→ **EXERCICES**:
**1)** Recopiez mot pour mot le passage de l'extrait sur le recouvrement qui commence par « Le projet de » et se poursuit jusqu'à « nouvelles missions ? ».
**2)** Répondez à ces questions d'après l'extrait sur le recouvrement :
(a) Quels frais faut-il avancer, sans garantie de remboursement par la partie adverse ?
(b) Que sont parfois contraintes de faire les CAF pour traiter les dossiers en souffrance ?
(c) Quelle interconnexion la mission de recouvrement nécessite-t-elle ?
**3)** D'après l'extrait sur le recouvrement, pourquoi le parcours est-il terriblement long ? Répondez en une à trois phrases.

++++ BLOC DE TEXTE

M. Charles Revet. C’est exact !
Mme Joëlle Garriaud-Maylam. L’urgence serait plutôt d’améliorer et d’accélérer le recouvrement, qui est un véritable parcours du combattant pour les mères seules.
Ce parcours est d’abord coûteux, car les frais d’huissier ou d’avocat sont à avancer, sans garantie d’en obtenir un jour le remboursement par la partie adverse.
Il est ensuite terriblement long, du fait du cloisonnement des informations entre les différentes administrations, qui laisse toute latitude au parent défaillant pour organiser son insolvabilité.
Enfin, c’est un vrai rocher de Sisyphe car, dès lors que le parent défaillant s’acquitte de sa dette, toutes les procédures doivent être reprises de zéro en cas de nouvel impayé.
Le projet de loi met en place une expérimentation pour renforcer le rôle des caisses d’allocations familiales, les CAF, dans le recouvrement. Soit ! Mais avec quels moyens ? Les CAF sont déjà si débordées qu’elles sont parfois contraintes de fermer leurs bureaux au public pour traiter les dossiers en souffrance. Quels moyens budgétaires pour financer leurs nouvelles missions ?
Surtout, les CAF disposent-elles des leviers administratifs et juridiques nécessaires pour accélérer le recouvrement ? Cette mission nécessite un important travail de coordination entre divers organismes, notamment une interconnexion des fichiers sociaux et fiscaux. Or cette tâche ne correspond pas au cœur de métier de la CAF.

++++++++
++++ EXTRAITS DE DONNÉES

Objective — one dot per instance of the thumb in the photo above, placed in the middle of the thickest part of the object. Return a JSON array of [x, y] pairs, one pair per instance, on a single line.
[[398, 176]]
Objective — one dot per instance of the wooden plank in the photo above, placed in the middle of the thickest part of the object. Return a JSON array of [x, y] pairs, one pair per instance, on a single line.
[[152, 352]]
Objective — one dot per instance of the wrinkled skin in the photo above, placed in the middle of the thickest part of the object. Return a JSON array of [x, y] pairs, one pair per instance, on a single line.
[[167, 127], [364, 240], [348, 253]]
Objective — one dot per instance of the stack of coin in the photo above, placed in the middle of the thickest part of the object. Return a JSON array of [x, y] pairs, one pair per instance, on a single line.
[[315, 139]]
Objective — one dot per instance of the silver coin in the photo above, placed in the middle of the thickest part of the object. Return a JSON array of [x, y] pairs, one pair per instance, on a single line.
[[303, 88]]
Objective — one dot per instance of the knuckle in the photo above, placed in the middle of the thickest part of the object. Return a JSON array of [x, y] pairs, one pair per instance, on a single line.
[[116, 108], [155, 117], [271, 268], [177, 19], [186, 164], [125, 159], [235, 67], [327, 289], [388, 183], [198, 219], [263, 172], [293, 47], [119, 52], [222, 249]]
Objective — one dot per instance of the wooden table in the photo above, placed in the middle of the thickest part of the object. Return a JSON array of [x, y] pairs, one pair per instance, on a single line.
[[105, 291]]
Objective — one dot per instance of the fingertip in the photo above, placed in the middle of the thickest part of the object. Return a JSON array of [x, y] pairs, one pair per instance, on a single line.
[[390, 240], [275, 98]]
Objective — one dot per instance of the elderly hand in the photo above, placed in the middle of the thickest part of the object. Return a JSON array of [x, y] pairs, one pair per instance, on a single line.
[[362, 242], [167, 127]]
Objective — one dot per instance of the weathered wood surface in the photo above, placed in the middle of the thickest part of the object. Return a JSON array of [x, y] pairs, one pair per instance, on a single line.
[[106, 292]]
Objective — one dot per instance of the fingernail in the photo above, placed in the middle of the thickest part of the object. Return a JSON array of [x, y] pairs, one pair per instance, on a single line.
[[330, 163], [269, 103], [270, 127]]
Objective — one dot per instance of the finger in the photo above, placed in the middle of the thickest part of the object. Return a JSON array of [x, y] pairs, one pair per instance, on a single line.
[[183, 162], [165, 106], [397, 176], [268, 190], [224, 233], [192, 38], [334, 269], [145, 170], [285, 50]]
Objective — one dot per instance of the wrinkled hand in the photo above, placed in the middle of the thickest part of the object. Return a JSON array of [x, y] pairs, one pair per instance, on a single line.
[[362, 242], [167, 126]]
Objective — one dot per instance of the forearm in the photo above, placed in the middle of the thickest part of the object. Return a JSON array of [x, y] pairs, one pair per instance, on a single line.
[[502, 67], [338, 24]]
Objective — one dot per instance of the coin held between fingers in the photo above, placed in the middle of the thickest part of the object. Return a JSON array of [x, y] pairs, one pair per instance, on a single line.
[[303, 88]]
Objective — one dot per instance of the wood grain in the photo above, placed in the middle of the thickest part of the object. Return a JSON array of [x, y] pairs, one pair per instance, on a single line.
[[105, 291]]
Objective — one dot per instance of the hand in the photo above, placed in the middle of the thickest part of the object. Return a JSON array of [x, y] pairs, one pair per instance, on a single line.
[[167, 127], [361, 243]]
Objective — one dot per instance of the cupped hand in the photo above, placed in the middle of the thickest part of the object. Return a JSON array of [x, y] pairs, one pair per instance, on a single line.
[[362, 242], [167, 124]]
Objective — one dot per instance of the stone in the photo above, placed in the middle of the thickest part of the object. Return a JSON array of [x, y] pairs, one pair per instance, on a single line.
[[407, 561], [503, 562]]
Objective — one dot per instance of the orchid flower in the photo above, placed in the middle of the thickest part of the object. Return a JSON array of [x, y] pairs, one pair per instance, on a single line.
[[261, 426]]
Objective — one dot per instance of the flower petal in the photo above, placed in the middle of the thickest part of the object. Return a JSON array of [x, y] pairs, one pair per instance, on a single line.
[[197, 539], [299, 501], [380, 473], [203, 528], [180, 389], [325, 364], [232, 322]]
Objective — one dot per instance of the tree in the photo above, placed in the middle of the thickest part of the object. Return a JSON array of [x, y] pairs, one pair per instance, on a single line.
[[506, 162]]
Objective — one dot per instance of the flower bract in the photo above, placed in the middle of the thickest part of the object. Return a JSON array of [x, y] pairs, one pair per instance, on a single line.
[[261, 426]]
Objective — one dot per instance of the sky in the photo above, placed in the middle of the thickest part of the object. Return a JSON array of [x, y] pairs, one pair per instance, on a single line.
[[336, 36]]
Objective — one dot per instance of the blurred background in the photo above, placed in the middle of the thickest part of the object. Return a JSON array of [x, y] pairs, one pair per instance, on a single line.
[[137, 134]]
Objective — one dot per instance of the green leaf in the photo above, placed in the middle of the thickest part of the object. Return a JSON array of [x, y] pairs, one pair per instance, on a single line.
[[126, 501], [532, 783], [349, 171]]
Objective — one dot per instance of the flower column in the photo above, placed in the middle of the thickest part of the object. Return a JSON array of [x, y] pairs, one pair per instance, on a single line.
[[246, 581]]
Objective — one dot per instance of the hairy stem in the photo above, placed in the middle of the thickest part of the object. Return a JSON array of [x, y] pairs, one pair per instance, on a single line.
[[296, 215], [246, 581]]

++++++++

→ **CORRIGÉ DES EXERCICES**:
**1)**
Le projet de loi met en place une expérimentation pour renforcer le rôle des caisses d’allocations familiales, les CAF, dans le recouvrement. Soit ! Mais avec quels moyens ? Les CAF sont déjà si débordées qu’elles sont parfois contraintes de fermer leurs bureaux au public pour traiter les dossiers en souffrance. Quels moyens budgétaires pour financer leurs nouvelles missions ?

**2)**
(a) Les frais d'huissier ou d'avocat.
(b) Fermer leurs bureaux au public.
(c) Une interconnexion des fichiers sociaux et fiscaux.

**3)** Le parcours est long à cause du cloisonnement des informations entre les différentes administrations. Ce cloisonnement laisse toute latitude au parent défaillant pour organiser son insolvabilité.